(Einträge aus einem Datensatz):
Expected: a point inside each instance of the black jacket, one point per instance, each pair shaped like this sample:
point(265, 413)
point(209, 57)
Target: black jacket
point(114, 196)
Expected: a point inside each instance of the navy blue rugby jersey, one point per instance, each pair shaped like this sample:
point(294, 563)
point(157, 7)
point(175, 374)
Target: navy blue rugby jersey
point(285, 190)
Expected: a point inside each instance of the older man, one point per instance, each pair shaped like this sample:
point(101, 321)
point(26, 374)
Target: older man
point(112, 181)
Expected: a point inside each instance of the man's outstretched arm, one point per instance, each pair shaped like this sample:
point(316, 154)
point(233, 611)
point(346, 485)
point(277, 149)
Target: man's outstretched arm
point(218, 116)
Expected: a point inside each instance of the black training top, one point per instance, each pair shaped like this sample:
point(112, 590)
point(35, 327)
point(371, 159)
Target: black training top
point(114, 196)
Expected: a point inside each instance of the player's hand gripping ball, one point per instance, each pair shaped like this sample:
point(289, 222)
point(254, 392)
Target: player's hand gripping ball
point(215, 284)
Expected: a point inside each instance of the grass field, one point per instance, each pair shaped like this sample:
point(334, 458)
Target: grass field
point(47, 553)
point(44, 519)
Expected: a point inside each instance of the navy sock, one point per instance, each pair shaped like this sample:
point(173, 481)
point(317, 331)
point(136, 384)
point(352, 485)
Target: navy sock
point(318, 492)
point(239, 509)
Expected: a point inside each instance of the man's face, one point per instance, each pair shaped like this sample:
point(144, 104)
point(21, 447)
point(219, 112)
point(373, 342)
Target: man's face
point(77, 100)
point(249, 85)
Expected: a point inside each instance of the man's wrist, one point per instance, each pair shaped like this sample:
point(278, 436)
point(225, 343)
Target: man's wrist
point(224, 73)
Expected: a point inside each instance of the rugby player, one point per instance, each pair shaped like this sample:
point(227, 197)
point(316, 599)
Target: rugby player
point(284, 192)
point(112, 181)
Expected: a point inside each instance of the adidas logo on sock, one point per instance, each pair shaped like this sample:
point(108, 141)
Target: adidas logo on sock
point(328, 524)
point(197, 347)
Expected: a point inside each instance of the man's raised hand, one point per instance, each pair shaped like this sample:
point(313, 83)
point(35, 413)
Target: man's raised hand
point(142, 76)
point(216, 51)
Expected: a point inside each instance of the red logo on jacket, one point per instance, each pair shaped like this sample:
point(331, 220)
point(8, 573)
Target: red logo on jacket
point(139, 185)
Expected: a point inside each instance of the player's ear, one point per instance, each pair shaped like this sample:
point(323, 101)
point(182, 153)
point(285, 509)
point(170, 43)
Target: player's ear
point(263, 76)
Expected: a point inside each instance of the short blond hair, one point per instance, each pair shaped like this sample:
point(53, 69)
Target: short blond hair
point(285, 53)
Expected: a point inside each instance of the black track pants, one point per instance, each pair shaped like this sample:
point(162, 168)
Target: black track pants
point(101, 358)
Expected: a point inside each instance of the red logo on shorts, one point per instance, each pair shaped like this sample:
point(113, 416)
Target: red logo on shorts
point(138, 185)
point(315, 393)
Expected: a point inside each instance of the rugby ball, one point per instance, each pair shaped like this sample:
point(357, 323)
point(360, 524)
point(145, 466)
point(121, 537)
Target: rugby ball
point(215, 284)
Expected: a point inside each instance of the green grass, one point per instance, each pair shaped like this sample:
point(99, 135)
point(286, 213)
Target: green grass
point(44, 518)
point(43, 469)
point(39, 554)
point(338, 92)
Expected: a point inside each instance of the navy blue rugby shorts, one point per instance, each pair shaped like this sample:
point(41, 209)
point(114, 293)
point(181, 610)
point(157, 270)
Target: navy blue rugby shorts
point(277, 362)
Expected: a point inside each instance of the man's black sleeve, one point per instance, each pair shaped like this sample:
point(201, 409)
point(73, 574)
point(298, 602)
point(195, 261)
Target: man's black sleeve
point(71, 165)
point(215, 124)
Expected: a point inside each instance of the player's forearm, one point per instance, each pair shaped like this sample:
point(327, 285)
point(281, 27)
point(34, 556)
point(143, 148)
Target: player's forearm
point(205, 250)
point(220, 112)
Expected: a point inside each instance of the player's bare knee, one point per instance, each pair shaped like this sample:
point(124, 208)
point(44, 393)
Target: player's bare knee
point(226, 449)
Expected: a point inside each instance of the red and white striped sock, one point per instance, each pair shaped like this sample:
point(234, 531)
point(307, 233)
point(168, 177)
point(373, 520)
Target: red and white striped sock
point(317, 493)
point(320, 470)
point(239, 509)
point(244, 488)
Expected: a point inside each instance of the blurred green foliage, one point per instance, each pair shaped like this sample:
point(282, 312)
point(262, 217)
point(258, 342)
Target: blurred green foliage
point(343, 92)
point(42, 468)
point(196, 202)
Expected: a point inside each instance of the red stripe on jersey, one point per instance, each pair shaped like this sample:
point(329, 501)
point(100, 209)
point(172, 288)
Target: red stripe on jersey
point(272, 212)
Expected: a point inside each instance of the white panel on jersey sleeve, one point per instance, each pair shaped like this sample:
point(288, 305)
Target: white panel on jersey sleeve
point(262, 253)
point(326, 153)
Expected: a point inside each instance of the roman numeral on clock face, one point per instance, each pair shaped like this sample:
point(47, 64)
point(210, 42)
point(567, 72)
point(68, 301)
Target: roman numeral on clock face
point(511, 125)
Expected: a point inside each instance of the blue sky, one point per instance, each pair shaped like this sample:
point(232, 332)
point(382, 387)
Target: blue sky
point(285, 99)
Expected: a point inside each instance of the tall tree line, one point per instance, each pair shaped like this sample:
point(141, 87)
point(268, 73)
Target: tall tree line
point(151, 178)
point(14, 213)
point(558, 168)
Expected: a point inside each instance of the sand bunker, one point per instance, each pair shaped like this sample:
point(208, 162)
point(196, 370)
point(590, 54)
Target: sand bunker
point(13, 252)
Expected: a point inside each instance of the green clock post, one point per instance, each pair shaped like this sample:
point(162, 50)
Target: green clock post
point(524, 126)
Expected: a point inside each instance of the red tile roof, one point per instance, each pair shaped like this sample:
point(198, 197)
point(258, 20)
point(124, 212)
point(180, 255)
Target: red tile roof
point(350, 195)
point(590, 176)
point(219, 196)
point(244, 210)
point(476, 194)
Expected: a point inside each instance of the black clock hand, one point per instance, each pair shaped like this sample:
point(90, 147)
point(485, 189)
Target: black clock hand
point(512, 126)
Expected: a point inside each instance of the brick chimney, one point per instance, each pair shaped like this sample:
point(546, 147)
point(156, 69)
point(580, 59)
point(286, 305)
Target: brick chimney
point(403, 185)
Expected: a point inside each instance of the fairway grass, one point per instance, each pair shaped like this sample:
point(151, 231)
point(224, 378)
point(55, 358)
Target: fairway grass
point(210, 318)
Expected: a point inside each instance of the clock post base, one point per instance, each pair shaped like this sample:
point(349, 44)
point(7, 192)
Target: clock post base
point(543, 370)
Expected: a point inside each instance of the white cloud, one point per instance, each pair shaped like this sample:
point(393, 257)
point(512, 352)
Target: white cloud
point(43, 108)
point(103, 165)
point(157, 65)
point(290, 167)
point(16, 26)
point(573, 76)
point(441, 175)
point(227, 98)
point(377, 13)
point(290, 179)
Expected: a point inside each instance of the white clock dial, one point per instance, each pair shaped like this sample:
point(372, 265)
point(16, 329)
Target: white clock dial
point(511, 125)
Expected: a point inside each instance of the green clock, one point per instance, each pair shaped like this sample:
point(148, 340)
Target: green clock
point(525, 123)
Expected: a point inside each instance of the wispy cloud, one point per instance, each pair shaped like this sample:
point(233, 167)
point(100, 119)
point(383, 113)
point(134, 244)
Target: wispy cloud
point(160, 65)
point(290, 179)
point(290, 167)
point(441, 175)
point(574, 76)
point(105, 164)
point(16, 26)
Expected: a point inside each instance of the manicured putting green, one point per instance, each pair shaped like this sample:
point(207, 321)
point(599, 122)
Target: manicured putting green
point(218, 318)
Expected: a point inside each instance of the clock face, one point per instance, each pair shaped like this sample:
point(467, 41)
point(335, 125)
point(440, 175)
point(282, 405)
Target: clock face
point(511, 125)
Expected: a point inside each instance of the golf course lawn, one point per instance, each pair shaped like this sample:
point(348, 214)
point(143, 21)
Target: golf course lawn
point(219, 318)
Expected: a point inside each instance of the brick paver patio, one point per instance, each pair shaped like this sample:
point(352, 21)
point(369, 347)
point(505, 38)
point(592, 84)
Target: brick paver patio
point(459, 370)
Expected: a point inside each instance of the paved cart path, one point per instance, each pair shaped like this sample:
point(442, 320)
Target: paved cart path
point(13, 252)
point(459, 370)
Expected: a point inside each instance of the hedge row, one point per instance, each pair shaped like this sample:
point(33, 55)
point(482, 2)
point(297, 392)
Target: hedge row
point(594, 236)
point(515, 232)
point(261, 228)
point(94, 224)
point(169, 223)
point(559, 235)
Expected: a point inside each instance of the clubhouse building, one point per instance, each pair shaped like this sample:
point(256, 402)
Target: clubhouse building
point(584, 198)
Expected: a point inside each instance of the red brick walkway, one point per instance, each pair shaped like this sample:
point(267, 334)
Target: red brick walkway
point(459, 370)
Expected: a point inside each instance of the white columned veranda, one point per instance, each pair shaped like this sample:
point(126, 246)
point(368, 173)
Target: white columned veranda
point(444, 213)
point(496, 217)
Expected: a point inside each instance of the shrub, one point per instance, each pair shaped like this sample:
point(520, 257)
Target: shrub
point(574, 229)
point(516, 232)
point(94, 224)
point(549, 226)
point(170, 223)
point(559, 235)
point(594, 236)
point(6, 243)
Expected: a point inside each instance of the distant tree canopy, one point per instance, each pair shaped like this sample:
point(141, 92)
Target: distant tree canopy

(Ziel der Aufgabe): Gib die Einträge vom Anfang bis einschließlich der Zeile mit „point(218, 116)“ unverändert wieder.

(Die Antwort):
Expected: a point inside each instance of the black jacket, one point per instance, each pair shaped like this sample:
point(265, 413)
point(209, 57)
Target: black jacket
point(114, 196)
Expected: a point inside each instance of the navy blue rugby jersey, one point per instance, each pair shaped like this sample:
point(294, 563)
point(157, 7)
point(175, 374)
Target: navy blue rugby jersey
point(285, 190)
Expected: a point inside each instance of the older man, one point per instance, each pair shaped like this sample:
point(101, 321)
point(26, 374)
Target: older man
point(112, 181)
Expected: a point inside each instance of the man's outstretched arm, one point per instance, each pair shaped like this sample:
point(316, 154)
point(233, 611)
point(346, 485)
point(277, 149)
Target: man's outstretched arm
point(218, 116)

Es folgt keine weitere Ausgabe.